**EXERCISE MATERIAL**
<<<<
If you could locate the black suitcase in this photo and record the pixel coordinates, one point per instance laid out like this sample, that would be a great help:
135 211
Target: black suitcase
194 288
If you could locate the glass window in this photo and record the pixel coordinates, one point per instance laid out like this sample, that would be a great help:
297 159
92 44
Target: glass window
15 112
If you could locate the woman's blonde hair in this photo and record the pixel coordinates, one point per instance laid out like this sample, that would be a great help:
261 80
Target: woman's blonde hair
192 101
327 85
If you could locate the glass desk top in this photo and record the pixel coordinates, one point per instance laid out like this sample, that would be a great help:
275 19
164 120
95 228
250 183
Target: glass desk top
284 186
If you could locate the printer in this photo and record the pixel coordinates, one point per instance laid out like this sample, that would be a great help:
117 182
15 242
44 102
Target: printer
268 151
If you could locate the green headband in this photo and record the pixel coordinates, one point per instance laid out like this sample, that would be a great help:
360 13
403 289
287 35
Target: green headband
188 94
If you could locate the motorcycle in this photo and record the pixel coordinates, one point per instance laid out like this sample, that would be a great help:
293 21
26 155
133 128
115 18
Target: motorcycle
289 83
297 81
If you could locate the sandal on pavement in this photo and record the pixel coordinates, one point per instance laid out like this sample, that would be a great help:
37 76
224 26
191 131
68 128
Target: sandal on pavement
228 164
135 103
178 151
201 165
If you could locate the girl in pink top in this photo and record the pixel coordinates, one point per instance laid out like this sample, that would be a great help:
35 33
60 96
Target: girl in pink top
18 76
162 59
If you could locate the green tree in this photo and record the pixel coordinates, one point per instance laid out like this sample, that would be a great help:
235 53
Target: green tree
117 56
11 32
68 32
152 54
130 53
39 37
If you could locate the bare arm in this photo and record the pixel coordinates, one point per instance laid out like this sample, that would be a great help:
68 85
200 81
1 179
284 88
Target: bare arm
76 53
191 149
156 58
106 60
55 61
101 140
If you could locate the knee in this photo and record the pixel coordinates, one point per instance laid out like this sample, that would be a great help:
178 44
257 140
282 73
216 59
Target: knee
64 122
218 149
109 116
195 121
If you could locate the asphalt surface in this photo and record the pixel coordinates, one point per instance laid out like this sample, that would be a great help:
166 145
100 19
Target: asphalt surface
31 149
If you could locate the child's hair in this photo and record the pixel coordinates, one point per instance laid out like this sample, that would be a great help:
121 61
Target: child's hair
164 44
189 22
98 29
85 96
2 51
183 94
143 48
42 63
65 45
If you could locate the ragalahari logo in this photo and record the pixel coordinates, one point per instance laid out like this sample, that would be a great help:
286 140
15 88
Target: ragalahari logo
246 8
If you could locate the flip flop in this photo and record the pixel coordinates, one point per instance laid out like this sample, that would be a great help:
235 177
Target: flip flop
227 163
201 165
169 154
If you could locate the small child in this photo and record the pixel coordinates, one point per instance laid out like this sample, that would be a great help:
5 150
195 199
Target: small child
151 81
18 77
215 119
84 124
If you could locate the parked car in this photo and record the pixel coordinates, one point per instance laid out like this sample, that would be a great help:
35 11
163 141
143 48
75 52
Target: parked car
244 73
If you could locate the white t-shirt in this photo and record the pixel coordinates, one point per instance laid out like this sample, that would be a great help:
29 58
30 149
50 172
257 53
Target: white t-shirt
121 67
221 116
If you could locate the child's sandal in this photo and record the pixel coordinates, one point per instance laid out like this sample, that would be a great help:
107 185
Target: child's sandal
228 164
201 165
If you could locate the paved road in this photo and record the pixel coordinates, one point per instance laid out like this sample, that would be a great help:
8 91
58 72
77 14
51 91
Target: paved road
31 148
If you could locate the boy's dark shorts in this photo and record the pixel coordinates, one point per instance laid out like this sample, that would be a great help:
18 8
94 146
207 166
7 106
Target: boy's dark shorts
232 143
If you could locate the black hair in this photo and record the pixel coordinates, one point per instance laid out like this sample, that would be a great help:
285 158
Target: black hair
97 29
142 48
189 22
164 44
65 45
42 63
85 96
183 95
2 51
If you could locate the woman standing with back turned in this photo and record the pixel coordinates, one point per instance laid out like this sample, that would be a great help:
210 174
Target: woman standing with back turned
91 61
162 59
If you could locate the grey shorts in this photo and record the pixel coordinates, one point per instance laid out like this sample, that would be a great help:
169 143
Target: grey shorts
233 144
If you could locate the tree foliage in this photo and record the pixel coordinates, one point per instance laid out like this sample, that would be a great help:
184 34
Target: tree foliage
>>>>
**STATED GOAL**
Rewrite the material above so that "record the pixel coordinates" becomes "write down the pixel coordinates" at every occurrence, keeping all other wording and every line intact.

**THE RESULT**
If you could locate the black suitcase in this photo and write down the pixel coordinates, one point per instance laid out like this sample, that would be a great help:
135 211
Target: black suitcase
194 288
If you could locate the glass window in this photo and write down the pixel coordinates, one point per instance laid out like this sample, that would be a great help:
297 159
92 44
Target: glass window
15 112
If you could locate the woman's blonde hair in this photo and write down the pixel coordinates, one point per instance laid out like this sample, that would be a great help:
261 80
Target: woman's blonde hair
192 101
327 85
If you could locate the glass desk top in this photo and write down the pixel coordinates, one point per instance laid out like this sample, that would be a great help:
275 19
164 120
95 228
250 183
Target: glass desk top
284 186
If you could locate the printer in this photo and write down the pixel coordinates, one point per instance laid out like this sample, that would be a great help:
117 182
15 242
44 102
Target: printer
268 151
If you could locate the green headband in this photo and write down the pixel coordinates, one point per instance laid out like this sample, that would be a great help:
360 13
403 289
287 35
Target: green headband
188 94
If you could locate the motorcycle in this photo and write down the pixel coordinates, one point per instance laid out like this sample, that would be a great help:
293 21
26 155
133 128
115 18
Target: motorcycle
289 83
297 81
If you could locate the sandal on pavement in this photo and write down the pixel coordinates, one point per instance laid out like this sample, that would be a great help:
37 76
224 26
191 131
68 128
Target: sandal on pavement
228 164
135 103
178 151
201 165
If you could locate the girl in pink top in this photo and write down the pixel coordinates, one point per instance laid out like this sample, that would be a great help:
35 33
60 96
Target: girl in pink top
18 76
162 59
If you could locate the green tree in this photo and write down the pixel coordinates, one point per instance laid out like this sample, that would be a great help:
235 53
Target: green tree
117 56
11 32
68 32
152 54
130 53
39 37
If you could locate the bare arm in this photo and write down the pixel coordinates, one point per instance laid out like this sample, that would be a great help:
68 85
200 81
1 179
284 88
Target: bare arm
76 53
191 149
156 58
106 60
55 61
101 140
If you could locate the knee in this photo and write down the pixel coordinates, one point per instance laid out like this sample, that would be a great help:
178 44
257 140
282 73
216 59
Target: knee
64 122
218 149
109 116
195 121
If you could locate the asphalt surface in this photo and write down the pixel coordinates, one point per instance laid out like this sample, that would be a great help:
166 145
100 19
Target: asphalt surface
31 149
If you could locate the child's hair in this photo and write down the pixel coordinates, one point per instance laid out like this sample, that would be a great help:
121 61
Target: child's hair
164 44
189 22
98 29
85 96
2 51
183 94
143 48
42 63
65 45
If you could locate the ragalahari logo in this photo and write down the pixel coordinates, one point per instance laid out like this sample, that would be a great help:
286 140
15 88
Target: ragalahari logo
246 8
If you could locate the flip flop in this photo and write down the pixel coordinates, one point per instance laid out like this sample, that would be a great help:
235 177
Target: flip flop
227 163
201 165
169 154
If you could locate the small child in this photo and write down the pixel coordinates, one point per instance laid out like this sample, that would be a great help:
5 150
195 199
Target: small child
151 81
18 77
215 119
84 124
If you could locate the parked car in this photo and write down the pixel coordinates, one point per instance laid out like this sample, that would be a great help:
35 11
163 141
143 48
75 52
Target: parked car
244 73
If you could locate the white t-shirt in this photo and write down the pixel coordinates, one point per instance laid out like this sample, that would be a great help:
29 58
30 149
50 172
257 53
Target: white t-shirt
121 67
221 116
If you could locate the child's sandal in this photo and write down the pixel coordinates, one point per instance laid out like this sample, that would be a great help:
107 185
Target: child's sandal
228 164
201 165
If you could locate the paved road in this photo and write down the pixel coordinates, one point per instance laid out like this sample, that would be a great help:
8 91
58 72
77 14
51 91
Target: paved road
31 148
If you could locate the boy's dark shorts in this photo and write down the pixel coordinates, one point per instance laid out like this sample, that would be a great help:
18 8
94 146
207 166
7 106
Target: boy's dark shorts
232 143
If you could locate the black hair in this photo and write down the pixel coordinates, one point per instance laid out like this sample, that would be a great help:
285 158
Target: black hair
97 29
142 48
189 22
164 44
65 45
42 63
85 96
183 95
2 51
If you could locate the woman standing with back turned in this photo and write down the pixel coordinates, one point per instance laid out like this sample, that would be a great help:
210 174
Target: woman standing with back turned
91 61
162 59
If you could locate the grey shorts in this photo and write down the pixel coordinates, one point per instance laid out like this sample, that would be a great help:
169 143
Target: grey shorts
233 144
If you could locate the tree foliage in this photo and write down the pixel coordinates, one point per instance laid out like this sample, that would be a great help:
184 34
Target: tree foliage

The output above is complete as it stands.